WHAT THE TASK ASKS: Go through the records below and set each one down exactly, leaving out any pictures.

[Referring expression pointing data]
=====

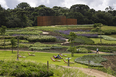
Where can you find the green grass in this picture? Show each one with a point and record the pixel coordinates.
(41, 57)
(97, 40)
(108, 37)
(112, 36)
(95, 60)
(108, 28)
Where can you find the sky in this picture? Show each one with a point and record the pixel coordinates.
(93, 4)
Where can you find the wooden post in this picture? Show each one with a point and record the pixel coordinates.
(47, 65)
(18, 48)
(68, 61)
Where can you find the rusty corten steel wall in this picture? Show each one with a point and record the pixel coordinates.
(55, 20)
(71, 21)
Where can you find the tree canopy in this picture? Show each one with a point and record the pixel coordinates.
(25, 15)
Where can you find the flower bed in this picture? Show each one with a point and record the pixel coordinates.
(92, 60)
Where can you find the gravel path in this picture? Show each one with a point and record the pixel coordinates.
(91, 72)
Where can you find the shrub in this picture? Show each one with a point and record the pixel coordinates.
(23, 69)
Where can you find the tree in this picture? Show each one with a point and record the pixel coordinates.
(22, 17)
(98, 27)
(72, 37)
(23, 5)
(3, 18)
(109, 8)
(13, 43)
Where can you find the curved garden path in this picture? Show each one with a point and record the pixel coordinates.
(91, 72)
(88, 71)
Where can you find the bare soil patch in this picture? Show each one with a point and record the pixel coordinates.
(111, 62)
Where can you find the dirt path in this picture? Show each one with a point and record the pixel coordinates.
(100, 52)
(91, 72)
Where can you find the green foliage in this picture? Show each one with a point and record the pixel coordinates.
(25, 33)
(109, 32)
(95, 30)
(40, 46)
(83, 50)
(109, 49)
(83, 40)
(23, 69)
(41, 38)
(92, 60)
(72, 49)
(108, 38)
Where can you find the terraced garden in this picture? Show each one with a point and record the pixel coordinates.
(32, 39)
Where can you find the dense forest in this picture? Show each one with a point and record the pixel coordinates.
(24, 15)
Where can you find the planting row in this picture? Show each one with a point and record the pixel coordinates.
(92, 60)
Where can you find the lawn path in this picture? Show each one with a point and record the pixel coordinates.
(88, 71)
(91, 72)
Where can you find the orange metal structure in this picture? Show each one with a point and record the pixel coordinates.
(55, 20)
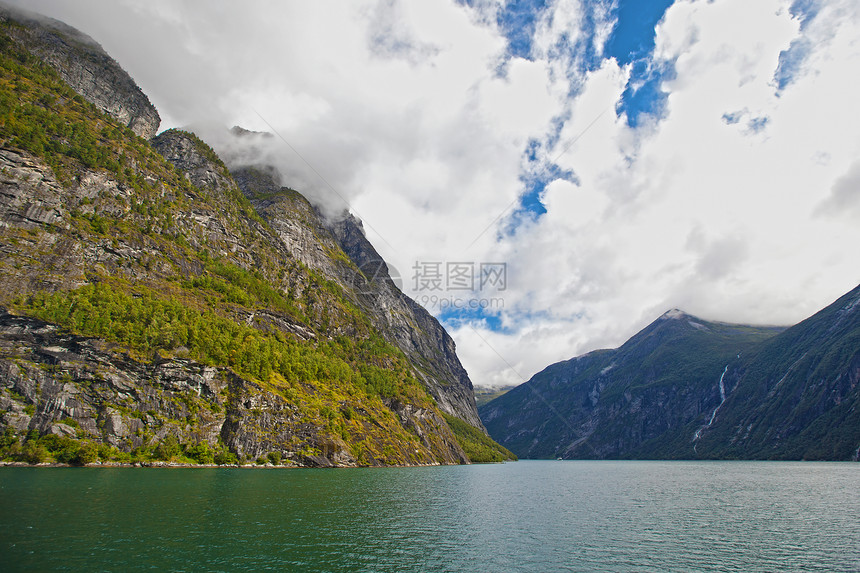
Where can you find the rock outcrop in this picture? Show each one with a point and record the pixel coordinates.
(687, 388)
(152, 311)
(54, 382)
(86, 67)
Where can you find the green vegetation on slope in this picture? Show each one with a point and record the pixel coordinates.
(478, 446)
(171, 298)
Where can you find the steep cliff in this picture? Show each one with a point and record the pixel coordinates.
(320, 244)
(84, 66)
(152, 313)
(688, 388)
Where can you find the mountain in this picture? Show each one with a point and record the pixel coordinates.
(149, 311)
(687, 388)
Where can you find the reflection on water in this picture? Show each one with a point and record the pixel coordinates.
(524, 516)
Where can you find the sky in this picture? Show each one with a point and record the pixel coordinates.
(546, 177)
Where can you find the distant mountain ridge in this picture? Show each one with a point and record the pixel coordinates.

=====

RESULT BELOW:
Where can you find the green grass in this picture? Show each one with a point and record the pixel coordinates.
(41, 57)
(97, 40)
(108, 37)
(112, 36)
(95, 60)
(108, 28)
Where can you find the sky in this picture? Show each one with a point and record the pixel coordinates.
(93, 4)
Where can you find the wooden post in this picture? Show each one with a point and record the pixel coordinates.
(47, 65)
(18, 48)
(68, 61)
Where can you find the rusty corten steel wall in this picture? Show each one with a point and record the pixel coordinates.
(55, 20)
(71, 21)
Where can you find the tree canopy in this picture? Show each one with a point and record the pixel coordinates.
(25, 15)
Where can you find the flower bed in this picture? Show each one with a point and record the pixel coordinates.
(92, 60)
Where can you find the gravel path in this picture? Show each one with a point and record the pixel coordinates.
(91, 72)
Where can you find the shrub in this picture? Show each one with a point and record the pixel coordinates.
(23, 69)
Where can you find the tree in this picture? Show each one with a point and record the pixel coordinates.
(22, 17)
(98, 27)
(72, 37)
(23, 5)
(3, 18)
(109, 8)
(13, 43)
Where can you find the curved garden path in this picture? Show each one with a point and record the pixel coordinates.
(91, 72)
(88, 71)
Where can you find the bare soil patch in this picture? Show each one with a point and record the pixel coordinates.
(111, 62)
Where can you find the dirt path in this picture? Show each one with a point and record the pixel coordinates.
(100, 52)
(91, 72)
Where can you find the green foliage in this picture? Show each one with a point and record the pixel coordinates.
(25, 33)
(109, 32)
(95, 30)
(40, 46)
(83, 50)
(109, 49)
(83, 40)
(23, 69)
(41, 38)
(92, 60)
(72, 49)
(108, 38)
Where can you find the terraced garden in this picture? Show each one with a point and record the pixel coordinates.
(32, 39)
Where can you find the dense forest in this picture? Show each one with a point and record the pixel coordinates.
(24, 15)
Where can you find the planting row in this picture? Show each one with a point and record the pixel coordinates.
(92, 60)
Where can you find the lawn path in this picture? Show each one with a point and record the pixel coordinates.
(88, 71)
(91, 72)
Where can you find the orange metal structure in this picture? Show each one with a point and record the pixel coordinates.
(55, 20)
Where can you find the rock outcrop in this picture? Show each one with a point and record the pixel coordinates.
(687, 388)
(152, 311)
(54, 382)
(86, 67)
Where can you find the green vegetation on slope in this picture? Show each one with a point and record the pixel coordinates.
(478, 446)
(171, 298)
Where can you find the steep cliff in this picture? Show each one with a point and record the pixel coordinates.
(320, 244)
(84, 66)
(152, 313)
(688, 388)
Where can you find the mountain in this picture? Show each one with a point and record the pixel coordinates.
(149, 311)
(687, 388)
Where can you find the reflection on water in this picture? Show each one with a point and record the pixel coordinates.
(524, 516)
Where can you find the sky in this picture? Show each one with a point and record the pixel coordinates.
(546, 177)
Where can you find the distant mountain ridge in this picture? Show each one with a point and record the pixel coordinates.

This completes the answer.